━━ Data records ━━

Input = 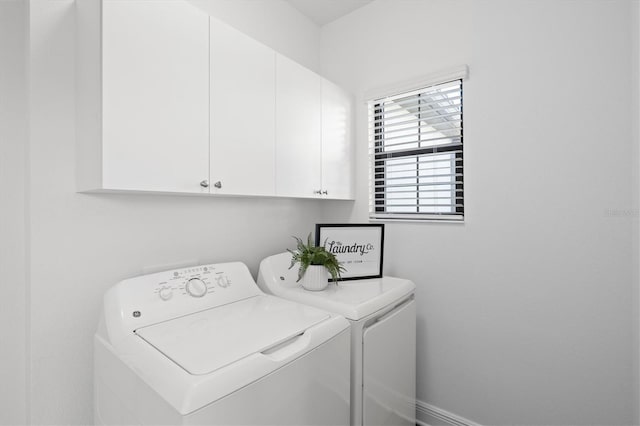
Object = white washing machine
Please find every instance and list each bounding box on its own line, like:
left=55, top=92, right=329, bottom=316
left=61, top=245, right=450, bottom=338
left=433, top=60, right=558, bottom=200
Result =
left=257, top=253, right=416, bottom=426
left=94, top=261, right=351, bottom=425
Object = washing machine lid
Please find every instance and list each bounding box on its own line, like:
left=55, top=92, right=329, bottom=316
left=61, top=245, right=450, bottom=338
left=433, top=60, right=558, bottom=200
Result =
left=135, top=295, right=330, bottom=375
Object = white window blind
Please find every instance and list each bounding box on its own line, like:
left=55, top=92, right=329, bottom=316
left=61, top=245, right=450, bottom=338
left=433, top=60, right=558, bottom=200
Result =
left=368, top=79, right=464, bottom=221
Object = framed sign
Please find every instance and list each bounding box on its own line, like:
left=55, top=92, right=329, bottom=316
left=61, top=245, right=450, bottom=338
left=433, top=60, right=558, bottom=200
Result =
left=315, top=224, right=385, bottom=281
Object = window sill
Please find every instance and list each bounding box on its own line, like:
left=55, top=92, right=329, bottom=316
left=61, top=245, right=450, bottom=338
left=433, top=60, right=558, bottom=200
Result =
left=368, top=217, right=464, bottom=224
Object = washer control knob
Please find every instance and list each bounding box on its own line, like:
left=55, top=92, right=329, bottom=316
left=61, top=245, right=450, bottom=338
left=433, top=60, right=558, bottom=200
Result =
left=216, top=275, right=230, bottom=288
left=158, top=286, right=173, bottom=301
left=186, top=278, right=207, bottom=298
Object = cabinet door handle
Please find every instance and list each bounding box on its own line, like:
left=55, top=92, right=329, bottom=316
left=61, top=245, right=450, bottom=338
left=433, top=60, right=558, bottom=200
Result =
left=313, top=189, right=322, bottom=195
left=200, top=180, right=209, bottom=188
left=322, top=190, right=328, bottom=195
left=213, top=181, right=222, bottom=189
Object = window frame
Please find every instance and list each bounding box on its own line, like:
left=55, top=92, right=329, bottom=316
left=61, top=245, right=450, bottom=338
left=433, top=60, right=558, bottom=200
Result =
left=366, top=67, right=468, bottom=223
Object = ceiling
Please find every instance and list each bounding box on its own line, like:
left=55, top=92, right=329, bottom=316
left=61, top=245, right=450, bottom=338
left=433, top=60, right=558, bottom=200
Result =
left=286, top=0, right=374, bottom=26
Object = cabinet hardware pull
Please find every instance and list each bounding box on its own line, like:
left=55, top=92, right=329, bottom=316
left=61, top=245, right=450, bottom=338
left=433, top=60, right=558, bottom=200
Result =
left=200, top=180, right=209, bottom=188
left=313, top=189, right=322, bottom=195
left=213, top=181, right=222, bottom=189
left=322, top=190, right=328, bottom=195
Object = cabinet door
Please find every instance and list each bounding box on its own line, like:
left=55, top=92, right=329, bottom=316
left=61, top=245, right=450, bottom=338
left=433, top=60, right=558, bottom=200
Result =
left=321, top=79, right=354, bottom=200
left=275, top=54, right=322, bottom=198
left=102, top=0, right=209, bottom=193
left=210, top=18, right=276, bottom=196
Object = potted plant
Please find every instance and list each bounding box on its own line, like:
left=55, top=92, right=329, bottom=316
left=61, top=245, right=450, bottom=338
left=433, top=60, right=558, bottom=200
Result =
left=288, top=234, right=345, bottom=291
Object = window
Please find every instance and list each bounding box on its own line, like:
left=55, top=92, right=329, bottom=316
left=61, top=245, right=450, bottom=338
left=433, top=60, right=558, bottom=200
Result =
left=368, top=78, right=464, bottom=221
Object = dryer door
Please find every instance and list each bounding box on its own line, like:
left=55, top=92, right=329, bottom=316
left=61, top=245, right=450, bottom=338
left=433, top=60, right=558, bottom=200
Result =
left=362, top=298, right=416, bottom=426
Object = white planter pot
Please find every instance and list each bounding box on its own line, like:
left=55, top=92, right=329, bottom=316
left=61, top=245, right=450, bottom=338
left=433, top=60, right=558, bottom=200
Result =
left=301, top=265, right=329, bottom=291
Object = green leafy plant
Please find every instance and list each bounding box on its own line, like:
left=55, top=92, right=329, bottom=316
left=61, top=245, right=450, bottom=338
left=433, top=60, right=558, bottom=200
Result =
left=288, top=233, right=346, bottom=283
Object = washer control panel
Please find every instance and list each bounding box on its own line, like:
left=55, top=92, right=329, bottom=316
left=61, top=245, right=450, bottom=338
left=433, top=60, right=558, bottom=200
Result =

━━━

Work instruction
Which lines in the material contain the word "washing"? Pull each of them out.

Response to the exercise
Object = white washing machine
Object = washing machine lid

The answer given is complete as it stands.